▶ Required action: Your answer should consist of each line from the data below that contains "item".

[Data for processing]

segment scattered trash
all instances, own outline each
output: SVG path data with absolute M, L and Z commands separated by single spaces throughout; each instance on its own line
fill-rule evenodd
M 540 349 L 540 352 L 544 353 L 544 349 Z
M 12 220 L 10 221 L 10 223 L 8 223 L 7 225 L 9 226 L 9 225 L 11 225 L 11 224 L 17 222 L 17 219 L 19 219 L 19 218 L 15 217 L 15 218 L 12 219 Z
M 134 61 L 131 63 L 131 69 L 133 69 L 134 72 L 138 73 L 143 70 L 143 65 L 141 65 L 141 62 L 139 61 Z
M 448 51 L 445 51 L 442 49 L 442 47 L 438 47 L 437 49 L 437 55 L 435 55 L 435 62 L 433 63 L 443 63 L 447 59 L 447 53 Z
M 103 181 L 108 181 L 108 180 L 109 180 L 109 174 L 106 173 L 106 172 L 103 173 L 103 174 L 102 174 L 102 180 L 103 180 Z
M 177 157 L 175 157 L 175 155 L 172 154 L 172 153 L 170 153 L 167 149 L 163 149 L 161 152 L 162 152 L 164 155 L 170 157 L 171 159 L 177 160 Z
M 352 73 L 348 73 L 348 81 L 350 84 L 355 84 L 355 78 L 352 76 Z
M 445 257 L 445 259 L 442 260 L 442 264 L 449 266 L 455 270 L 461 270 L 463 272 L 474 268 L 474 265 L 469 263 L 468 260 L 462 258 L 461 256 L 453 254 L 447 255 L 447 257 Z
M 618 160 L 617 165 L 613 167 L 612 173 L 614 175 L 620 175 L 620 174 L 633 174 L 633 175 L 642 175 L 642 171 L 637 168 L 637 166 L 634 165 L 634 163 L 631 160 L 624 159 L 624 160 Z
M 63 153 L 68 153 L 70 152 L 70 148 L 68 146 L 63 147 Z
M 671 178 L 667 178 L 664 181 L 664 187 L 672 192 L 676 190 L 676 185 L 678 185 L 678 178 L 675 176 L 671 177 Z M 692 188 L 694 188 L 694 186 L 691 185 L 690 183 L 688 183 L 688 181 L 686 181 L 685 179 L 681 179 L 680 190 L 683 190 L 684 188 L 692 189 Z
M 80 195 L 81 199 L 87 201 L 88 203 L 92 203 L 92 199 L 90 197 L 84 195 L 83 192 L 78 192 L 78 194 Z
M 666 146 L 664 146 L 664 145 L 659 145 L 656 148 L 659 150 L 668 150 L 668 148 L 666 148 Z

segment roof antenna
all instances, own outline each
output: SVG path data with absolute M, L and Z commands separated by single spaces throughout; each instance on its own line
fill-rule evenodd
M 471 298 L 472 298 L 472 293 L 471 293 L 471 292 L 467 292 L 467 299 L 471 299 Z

[/Data for processing]
[Data for processing]

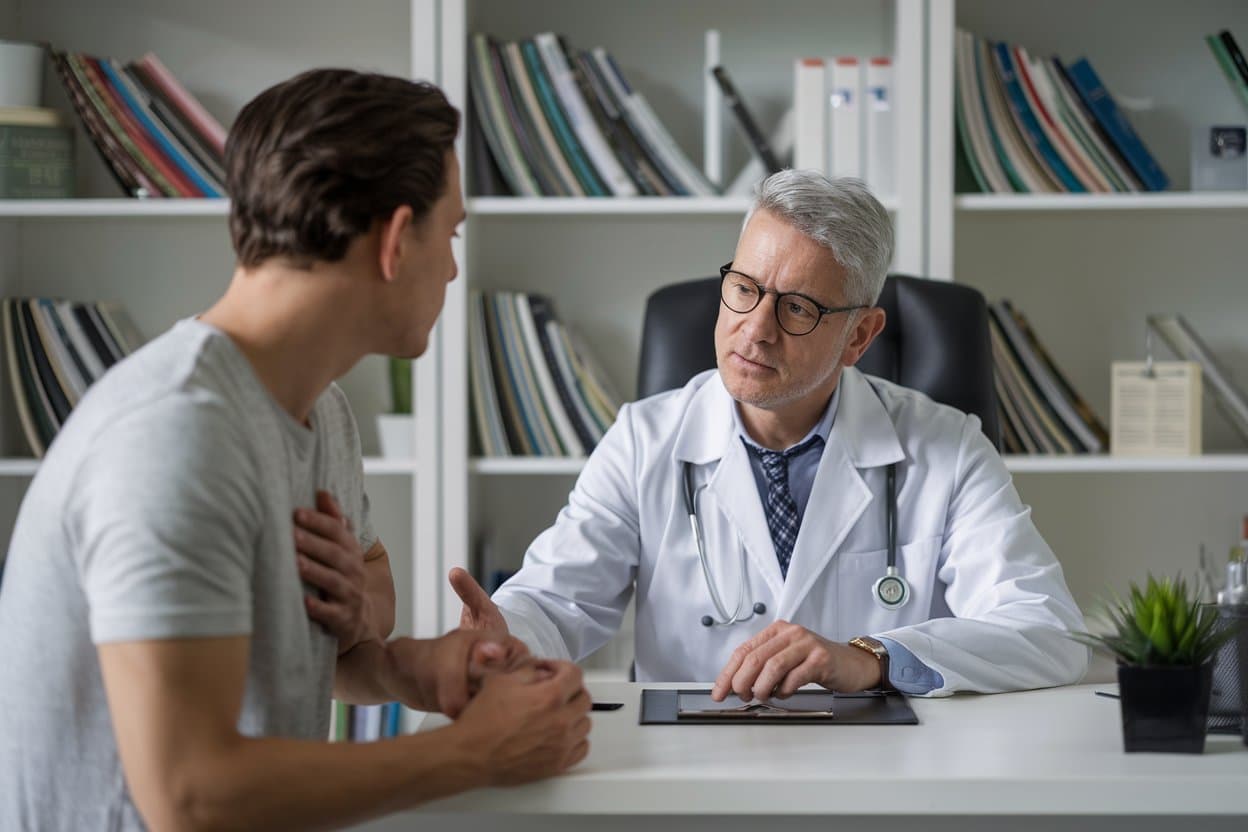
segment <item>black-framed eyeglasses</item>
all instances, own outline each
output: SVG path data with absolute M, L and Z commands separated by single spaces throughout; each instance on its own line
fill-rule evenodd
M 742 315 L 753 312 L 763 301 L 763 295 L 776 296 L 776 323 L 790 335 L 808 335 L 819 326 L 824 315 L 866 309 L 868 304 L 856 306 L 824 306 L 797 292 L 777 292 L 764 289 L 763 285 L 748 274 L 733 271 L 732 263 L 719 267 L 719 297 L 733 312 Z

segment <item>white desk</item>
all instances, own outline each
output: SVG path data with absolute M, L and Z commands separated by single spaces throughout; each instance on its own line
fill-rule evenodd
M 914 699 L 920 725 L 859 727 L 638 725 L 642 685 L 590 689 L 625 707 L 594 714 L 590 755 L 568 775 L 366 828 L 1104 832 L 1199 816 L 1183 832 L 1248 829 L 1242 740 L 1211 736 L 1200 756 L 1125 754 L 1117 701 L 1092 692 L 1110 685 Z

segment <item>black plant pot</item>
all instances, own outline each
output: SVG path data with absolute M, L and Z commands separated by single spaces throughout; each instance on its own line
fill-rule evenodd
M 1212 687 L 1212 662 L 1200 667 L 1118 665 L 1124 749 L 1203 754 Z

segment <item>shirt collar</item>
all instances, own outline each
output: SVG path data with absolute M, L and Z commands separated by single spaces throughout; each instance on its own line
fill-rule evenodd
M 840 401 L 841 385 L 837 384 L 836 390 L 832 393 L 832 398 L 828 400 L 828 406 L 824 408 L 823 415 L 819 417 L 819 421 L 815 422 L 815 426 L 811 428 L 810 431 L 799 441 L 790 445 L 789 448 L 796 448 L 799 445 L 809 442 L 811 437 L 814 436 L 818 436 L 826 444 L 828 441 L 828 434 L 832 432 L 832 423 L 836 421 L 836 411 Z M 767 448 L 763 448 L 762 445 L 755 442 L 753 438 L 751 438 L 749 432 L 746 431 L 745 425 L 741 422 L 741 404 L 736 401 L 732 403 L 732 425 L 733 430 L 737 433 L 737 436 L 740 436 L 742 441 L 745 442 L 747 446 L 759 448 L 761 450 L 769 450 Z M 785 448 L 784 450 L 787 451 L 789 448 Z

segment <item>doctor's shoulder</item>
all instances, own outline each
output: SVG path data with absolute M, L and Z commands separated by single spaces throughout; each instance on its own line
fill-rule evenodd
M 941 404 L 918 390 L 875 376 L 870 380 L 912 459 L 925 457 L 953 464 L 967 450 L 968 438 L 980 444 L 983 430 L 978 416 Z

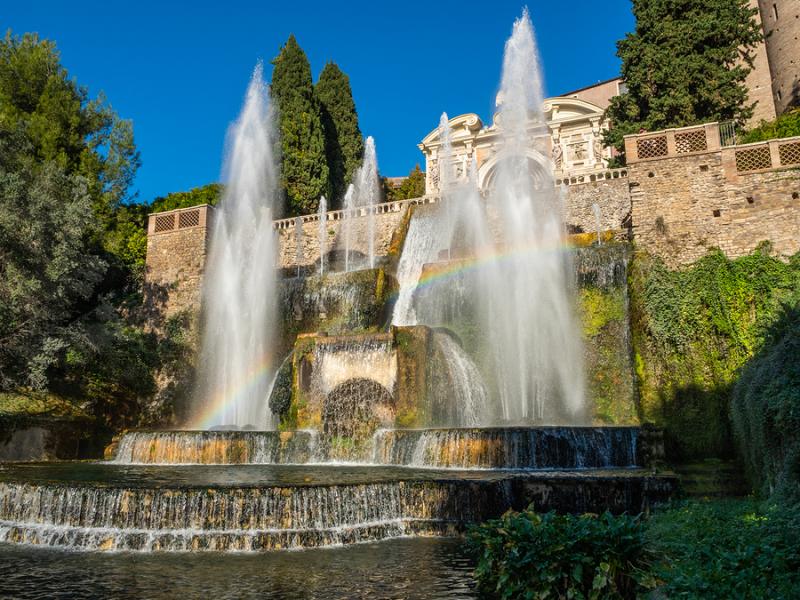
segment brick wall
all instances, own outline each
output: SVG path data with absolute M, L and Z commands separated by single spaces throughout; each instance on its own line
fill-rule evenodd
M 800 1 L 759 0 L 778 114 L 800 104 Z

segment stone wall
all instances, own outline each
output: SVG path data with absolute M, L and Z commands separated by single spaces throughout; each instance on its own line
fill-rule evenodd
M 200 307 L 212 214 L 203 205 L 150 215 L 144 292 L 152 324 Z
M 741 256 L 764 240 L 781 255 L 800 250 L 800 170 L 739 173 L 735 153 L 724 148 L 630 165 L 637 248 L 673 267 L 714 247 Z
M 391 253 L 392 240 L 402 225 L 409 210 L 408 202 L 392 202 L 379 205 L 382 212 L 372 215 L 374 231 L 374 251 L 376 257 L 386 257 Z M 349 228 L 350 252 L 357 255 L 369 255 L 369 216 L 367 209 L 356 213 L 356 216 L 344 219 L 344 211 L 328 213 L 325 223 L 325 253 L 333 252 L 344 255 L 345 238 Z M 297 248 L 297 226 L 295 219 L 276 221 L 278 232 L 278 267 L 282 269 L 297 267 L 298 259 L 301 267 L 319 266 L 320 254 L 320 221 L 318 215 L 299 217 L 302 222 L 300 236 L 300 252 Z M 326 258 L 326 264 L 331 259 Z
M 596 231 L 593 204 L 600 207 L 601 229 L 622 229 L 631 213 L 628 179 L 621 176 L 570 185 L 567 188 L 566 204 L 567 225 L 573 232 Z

[/Data for processing]
[Data for processing]

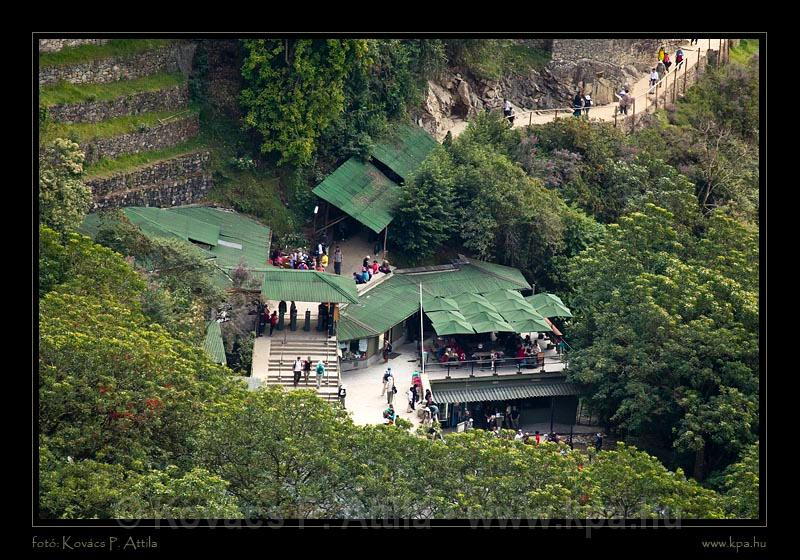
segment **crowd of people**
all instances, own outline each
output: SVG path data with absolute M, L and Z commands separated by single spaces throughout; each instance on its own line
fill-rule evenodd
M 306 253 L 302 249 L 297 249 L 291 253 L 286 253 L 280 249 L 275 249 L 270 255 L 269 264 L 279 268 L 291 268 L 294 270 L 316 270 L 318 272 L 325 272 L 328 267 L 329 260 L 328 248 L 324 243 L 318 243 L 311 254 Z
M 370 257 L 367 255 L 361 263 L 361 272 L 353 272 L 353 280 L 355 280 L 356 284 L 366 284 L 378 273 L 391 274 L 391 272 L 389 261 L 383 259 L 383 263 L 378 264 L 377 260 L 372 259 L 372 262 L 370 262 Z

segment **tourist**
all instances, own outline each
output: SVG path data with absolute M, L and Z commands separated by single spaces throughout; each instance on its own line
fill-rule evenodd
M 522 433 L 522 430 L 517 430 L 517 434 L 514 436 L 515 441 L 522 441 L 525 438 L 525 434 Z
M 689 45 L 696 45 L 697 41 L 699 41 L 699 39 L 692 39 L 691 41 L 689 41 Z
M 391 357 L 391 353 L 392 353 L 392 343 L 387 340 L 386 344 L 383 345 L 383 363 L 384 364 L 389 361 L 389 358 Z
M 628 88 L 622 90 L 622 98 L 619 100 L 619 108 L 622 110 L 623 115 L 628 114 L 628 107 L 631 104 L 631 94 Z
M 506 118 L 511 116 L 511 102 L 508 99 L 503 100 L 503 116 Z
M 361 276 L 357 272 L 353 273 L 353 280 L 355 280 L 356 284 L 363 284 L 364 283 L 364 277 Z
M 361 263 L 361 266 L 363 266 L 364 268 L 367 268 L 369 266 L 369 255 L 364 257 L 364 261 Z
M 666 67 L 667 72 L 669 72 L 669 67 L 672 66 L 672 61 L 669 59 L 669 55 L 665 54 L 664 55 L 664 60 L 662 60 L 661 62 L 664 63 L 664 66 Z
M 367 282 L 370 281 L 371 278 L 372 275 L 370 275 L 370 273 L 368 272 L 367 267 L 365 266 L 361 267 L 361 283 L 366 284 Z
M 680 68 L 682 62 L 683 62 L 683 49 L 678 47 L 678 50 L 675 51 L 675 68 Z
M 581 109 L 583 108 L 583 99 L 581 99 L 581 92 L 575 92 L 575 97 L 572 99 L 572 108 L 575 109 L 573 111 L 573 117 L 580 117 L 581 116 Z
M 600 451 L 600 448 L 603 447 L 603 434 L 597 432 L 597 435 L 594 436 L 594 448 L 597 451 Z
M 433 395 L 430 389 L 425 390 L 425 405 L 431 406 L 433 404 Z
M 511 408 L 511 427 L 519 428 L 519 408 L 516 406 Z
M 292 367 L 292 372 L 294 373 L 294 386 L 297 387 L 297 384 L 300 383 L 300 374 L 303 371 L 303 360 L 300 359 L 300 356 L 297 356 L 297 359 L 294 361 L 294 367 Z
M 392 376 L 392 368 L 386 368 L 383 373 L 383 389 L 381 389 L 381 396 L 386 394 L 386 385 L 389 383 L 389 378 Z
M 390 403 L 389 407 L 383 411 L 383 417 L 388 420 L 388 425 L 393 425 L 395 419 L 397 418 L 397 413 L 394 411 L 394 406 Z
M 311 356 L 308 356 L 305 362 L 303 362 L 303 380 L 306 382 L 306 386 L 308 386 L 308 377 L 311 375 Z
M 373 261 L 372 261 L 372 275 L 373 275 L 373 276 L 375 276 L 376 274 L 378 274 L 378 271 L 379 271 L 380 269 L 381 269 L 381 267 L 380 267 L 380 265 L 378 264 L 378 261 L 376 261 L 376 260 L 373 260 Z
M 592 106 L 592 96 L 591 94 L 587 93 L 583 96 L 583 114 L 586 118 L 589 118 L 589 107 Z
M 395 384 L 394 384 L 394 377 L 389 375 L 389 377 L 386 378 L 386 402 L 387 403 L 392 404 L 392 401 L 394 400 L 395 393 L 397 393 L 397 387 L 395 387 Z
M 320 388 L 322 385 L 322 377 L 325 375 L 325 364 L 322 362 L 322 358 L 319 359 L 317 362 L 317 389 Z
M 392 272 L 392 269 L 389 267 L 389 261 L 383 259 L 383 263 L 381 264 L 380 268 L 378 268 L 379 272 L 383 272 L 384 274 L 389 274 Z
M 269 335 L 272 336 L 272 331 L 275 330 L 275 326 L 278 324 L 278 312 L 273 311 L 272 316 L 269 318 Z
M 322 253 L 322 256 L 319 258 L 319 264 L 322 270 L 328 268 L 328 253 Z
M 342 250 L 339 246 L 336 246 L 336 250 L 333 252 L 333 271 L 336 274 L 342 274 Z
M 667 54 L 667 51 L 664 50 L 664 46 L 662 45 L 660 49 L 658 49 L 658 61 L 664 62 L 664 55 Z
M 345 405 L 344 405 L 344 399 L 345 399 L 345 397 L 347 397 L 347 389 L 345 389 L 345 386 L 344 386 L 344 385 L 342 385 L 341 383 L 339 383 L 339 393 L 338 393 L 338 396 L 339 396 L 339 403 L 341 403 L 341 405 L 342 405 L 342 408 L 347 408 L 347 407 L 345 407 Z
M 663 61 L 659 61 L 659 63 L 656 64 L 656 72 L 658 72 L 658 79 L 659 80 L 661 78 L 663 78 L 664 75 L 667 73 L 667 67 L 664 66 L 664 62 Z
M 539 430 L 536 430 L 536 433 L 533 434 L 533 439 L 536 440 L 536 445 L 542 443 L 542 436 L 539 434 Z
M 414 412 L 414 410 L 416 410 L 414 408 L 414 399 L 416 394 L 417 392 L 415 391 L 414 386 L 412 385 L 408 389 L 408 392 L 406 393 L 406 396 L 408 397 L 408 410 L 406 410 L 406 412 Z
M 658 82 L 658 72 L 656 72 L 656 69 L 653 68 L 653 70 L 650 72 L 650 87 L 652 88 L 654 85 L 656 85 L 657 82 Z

[/Data for processing]

▶ Solution:
segment <item>black-framed eyeglasses</item>
segment <item>white desk</item>
segment <item>black plant pot</item>
segment <item>shirt collar</item>
segment <item>doctor's shoulder</item>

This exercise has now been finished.